DATASET EXTRACT
········

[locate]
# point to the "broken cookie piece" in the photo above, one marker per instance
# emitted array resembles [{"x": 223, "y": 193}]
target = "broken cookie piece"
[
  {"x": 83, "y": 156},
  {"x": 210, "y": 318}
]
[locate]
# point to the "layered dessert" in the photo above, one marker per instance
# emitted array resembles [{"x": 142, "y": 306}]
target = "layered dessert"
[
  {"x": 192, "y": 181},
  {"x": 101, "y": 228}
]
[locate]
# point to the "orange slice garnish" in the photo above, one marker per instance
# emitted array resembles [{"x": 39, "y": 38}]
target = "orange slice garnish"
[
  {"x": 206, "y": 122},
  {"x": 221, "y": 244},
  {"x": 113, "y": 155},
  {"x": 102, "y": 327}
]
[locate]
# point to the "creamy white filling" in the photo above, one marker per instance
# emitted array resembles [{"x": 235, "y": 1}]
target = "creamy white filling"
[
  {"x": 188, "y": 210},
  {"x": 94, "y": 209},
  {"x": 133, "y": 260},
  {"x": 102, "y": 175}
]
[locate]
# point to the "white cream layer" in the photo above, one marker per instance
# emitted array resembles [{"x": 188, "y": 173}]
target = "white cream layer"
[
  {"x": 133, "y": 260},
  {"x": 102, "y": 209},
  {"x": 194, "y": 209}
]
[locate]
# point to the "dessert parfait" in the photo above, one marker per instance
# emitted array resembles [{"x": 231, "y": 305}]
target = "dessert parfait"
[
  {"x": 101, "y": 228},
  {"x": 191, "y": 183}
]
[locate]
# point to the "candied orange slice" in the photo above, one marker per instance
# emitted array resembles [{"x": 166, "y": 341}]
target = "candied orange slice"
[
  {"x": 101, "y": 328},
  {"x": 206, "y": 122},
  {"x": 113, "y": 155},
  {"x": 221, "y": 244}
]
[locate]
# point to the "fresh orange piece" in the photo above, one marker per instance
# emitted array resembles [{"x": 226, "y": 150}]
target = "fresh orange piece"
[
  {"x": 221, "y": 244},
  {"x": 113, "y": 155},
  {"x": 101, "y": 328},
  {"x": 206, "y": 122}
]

········

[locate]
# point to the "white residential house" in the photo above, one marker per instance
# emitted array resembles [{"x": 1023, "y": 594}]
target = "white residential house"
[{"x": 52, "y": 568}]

········

Copy out every line of the records that contains the word "white".

EXERCISE RESULT
# point to the "creamy white filling" in the photo above, one marker per instance
target = "creamy white filling"
# point to the "white cream layer" in the photo above, one marker per instance
target = "white cream layer"
# point to the "white residential house" in the photo above, one marker per instance
target = "white residential house"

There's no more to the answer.